### Instructions for the task
How many lines in the records below contain the string "riding"? Reply with the number alone.

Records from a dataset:
::::

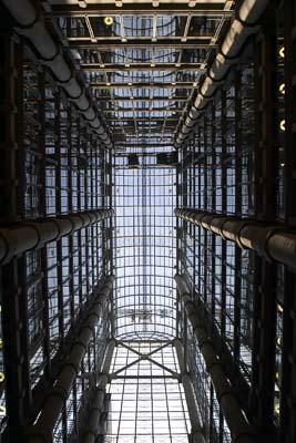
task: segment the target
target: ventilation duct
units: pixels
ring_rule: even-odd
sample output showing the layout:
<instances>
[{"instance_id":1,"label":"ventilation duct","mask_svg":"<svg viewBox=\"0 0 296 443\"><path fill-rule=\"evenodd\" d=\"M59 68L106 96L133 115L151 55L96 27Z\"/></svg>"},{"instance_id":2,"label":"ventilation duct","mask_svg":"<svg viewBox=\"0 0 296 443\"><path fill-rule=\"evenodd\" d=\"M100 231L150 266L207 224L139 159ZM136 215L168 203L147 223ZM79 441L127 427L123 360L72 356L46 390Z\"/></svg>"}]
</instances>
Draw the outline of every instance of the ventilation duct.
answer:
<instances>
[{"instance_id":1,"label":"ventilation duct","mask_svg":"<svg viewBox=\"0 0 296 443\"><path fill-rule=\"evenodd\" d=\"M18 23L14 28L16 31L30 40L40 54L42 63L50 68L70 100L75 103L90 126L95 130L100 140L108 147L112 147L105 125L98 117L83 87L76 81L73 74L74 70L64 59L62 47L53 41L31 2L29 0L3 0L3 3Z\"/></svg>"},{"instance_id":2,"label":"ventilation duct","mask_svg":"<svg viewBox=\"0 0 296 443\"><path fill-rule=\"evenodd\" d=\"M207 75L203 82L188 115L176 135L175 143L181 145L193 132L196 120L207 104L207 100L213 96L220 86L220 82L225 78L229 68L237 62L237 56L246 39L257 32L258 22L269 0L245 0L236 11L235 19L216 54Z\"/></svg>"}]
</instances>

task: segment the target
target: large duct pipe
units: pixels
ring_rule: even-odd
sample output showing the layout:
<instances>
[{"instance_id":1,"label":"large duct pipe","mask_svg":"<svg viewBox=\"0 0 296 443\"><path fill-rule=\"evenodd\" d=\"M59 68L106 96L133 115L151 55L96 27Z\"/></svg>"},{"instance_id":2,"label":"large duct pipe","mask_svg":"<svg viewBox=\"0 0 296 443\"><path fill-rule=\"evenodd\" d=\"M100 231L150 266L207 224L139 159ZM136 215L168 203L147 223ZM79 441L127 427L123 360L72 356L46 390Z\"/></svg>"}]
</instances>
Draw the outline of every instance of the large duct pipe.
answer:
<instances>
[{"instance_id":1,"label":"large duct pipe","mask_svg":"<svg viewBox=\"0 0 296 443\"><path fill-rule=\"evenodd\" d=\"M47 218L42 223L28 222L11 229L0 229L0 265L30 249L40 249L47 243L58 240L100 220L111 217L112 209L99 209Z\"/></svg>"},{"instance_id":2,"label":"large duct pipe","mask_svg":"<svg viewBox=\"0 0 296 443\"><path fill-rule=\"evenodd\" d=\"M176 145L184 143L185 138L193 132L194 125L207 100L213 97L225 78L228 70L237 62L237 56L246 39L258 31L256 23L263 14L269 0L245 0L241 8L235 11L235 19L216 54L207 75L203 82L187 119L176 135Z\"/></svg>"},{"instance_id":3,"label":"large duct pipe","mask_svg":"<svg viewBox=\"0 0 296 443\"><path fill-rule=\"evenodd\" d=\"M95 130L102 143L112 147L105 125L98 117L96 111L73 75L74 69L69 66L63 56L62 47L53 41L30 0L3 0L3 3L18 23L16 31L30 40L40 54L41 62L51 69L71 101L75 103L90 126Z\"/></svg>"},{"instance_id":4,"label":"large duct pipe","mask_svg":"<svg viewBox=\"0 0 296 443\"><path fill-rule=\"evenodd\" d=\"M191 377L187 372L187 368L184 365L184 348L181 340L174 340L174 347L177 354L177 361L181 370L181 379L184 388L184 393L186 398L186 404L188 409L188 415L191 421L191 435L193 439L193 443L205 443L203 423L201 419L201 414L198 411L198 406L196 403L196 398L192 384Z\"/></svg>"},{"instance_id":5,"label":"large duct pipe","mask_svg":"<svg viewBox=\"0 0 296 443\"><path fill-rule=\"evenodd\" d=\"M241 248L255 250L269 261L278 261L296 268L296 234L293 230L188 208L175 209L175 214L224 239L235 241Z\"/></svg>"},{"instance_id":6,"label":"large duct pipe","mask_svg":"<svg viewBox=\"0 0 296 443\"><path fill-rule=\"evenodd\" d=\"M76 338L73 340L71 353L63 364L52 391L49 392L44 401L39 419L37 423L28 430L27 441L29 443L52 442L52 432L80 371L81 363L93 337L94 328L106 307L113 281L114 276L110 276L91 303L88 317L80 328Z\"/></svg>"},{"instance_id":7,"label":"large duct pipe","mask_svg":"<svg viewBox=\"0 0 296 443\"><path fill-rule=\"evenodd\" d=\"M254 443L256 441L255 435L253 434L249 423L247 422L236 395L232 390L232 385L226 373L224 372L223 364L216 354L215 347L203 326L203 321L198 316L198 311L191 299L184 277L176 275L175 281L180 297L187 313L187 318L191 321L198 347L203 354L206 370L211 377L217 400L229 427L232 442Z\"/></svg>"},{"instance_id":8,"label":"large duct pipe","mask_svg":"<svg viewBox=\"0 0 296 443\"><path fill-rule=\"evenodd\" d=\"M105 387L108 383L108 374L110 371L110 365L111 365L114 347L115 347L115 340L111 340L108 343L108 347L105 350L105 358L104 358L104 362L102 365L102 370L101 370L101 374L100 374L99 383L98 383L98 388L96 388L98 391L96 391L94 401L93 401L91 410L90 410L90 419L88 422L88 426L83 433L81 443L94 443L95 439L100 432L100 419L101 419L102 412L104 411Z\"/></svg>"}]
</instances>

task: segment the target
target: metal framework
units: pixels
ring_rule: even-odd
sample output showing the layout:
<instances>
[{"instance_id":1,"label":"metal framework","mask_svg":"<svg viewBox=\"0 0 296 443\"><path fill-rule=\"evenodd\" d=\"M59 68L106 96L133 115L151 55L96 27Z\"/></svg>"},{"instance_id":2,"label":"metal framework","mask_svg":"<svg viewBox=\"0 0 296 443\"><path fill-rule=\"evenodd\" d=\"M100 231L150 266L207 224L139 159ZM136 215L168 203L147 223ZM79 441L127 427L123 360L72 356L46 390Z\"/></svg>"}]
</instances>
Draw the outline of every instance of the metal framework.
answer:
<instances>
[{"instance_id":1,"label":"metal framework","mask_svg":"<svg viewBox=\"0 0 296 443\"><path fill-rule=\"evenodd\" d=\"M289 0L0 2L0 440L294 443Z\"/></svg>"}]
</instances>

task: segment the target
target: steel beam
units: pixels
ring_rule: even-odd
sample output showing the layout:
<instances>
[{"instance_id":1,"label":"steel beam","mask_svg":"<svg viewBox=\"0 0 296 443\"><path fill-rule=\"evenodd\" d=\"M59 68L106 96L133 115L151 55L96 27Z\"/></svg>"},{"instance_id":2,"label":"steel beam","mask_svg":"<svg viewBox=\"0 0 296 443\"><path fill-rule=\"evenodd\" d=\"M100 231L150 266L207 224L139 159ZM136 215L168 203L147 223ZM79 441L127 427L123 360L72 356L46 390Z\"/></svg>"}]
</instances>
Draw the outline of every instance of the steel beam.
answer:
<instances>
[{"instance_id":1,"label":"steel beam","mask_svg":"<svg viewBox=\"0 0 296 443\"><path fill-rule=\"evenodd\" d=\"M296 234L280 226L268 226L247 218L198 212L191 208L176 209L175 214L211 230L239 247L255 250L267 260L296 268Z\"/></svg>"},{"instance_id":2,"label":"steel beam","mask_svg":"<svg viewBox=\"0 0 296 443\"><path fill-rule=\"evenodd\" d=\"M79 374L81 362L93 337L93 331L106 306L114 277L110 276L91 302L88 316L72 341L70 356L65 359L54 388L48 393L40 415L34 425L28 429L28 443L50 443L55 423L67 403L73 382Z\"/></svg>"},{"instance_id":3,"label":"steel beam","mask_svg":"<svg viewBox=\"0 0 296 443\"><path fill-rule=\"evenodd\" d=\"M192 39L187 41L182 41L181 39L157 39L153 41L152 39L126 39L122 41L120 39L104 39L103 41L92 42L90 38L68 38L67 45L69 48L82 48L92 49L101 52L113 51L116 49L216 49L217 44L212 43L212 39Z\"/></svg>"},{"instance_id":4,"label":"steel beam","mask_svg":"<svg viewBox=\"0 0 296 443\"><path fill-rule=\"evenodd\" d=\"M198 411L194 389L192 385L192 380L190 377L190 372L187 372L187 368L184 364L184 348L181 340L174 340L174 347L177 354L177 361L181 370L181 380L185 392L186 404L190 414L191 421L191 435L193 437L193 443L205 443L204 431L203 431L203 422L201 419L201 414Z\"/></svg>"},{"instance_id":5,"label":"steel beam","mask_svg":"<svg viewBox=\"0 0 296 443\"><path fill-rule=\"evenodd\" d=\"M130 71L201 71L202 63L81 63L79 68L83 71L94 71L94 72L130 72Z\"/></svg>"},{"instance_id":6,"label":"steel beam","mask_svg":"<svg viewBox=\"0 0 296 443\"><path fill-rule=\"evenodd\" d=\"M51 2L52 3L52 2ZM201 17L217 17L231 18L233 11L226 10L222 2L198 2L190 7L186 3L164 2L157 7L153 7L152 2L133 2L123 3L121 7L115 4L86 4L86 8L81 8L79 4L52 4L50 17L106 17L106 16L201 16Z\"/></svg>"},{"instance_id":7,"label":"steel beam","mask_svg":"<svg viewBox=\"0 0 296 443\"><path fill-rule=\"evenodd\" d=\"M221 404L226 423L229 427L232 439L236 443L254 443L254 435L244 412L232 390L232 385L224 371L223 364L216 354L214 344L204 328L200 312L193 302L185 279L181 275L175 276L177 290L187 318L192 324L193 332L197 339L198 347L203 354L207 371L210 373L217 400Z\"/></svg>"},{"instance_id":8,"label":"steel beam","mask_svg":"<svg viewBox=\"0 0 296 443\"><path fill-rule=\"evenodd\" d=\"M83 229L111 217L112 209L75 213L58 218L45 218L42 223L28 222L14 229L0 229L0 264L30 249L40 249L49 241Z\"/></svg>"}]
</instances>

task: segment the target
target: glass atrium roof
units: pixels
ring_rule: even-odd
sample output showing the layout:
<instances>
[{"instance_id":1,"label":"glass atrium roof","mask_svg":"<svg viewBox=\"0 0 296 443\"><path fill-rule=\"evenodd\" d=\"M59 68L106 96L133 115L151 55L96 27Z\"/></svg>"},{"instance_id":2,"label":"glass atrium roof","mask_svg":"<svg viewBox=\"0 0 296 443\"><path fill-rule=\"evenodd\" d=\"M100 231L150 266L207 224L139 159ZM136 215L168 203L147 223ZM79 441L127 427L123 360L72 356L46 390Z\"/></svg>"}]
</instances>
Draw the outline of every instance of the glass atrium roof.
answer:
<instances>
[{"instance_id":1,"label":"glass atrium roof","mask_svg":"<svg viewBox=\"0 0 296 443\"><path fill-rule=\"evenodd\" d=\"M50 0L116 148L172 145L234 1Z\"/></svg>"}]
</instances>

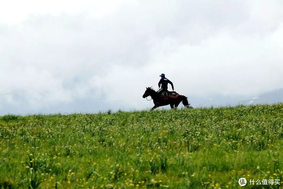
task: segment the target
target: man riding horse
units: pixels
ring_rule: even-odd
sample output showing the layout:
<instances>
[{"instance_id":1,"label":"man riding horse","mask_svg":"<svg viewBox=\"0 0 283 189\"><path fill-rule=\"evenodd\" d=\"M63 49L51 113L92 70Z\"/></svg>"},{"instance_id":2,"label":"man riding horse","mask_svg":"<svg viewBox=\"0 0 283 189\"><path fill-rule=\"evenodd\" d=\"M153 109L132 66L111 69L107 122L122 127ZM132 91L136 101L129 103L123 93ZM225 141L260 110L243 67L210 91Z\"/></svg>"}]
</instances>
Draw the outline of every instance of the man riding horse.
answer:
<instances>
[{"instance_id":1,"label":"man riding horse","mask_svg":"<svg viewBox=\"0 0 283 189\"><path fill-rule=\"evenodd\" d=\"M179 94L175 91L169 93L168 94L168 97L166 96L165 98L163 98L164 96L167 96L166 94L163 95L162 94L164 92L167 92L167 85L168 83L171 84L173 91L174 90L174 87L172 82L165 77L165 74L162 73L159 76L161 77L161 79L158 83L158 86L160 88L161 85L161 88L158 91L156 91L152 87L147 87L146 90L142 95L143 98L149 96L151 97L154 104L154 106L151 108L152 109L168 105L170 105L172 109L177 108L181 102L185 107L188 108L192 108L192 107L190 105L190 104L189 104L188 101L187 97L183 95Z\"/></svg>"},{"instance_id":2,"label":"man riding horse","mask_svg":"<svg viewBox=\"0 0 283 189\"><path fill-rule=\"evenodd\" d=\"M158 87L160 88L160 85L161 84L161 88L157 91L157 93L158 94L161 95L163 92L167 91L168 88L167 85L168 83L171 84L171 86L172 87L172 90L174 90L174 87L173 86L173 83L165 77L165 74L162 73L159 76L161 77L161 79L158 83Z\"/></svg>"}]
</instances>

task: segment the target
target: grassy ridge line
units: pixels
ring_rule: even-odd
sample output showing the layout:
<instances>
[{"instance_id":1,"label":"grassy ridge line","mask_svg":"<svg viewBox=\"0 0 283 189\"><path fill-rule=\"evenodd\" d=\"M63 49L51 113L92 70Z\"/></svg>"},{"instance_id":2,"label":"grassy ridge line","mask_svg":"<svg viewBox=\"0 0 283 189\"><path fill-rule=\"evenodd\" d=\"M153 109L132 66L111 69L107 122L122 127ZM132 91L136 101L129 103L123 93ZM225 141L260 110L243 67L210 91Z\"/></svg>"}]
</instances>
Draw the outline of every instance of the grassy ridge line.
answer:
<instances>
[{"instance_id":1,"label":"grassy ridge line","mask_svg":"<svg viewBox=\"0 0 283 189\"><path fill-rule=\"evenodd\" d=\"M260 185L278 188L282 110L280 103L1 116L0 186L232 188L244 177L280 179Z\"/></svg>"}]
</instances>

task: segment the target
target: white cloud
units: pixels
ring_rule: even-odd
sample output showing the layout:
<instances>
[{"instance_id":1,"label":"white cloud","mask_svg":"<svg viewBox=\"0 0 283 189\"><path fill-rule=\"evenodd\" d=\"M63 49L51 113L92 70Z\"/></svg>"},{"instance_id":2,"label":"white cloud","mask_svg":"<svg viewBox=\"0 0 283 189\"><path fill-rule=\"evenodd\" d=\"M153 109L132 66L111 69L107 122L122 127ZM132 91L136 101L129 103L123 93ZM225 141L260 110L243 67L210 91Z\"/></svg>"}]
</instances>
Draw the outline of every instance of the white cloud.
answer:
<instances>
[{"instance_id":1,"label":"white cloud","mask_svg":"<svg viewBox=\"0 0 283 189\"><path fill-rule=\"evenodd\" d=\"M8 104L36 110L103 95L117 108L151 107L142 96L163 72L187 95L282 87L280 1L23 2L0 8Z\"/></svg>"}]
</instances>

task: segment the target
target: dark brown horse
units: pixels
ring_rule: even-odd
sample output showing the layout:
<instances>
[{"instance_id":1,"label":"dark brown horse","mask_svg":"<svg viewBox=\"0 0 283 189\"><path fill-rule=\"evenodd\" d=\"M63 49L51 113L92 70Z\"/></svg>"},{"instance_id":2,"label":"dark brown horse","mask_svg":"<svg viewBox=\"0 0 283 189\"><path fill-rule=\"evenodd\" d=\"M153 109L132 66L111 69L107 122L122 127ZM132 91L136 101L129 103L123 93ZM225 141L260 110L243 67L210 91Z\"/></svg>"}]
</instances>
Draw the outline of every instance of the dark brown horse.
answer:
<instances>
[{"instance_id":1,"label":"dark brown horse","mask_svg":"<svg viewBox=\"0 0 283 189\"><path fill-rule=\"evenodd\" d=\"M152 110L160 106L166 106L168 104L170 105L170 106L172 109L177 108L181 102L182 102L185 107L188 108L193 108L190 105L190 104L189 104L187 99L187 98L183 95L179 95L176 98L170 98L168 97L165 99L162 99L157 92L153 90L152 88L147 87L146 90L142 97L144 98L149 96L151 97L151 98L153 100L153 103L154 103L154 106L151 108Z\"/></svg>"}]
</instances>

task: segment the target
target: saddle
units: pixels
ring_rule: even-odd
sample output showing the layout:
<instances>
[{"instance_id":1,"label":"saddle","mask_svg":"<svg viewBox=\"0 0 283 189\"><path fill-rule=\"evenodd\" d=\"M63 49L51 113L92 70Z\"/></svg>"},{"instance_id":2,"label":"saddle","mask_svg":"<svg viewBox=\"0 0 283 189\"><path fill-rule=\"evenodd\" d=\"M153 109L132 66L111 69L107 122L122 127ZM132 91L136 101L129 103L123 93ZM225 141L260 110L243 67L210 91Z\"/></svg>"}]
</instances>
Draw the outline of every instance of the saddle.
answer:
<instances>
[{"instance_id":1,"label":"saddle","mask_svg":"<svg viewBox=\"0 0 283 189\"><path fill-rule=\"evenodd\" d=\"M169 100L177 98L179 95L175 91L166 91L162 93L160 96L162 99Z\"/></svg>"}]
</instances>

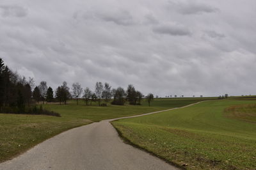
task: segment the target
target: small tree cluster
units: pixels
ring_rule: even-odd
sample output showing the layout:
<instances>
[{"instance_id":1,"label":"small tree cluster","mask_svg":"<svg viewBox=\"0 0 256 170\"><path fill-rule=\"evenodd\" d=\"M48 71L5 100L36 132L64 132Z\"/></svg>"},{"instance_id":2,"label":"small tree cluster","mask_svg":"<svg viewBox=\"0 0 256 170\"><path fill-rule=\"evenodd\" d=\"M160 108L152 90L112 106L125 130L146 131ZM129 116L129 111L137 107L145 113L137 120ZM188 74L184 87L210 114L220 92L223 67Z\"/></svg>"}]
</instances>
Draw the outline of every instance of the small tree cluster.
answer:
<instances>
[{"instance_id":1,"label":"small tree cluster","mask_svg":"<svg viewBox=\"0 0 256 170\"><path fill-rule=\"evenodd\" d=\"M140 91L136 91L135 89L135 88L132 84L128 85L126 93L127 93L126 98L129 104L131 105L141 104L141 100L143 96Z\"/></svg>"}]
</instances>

::::

### Response
4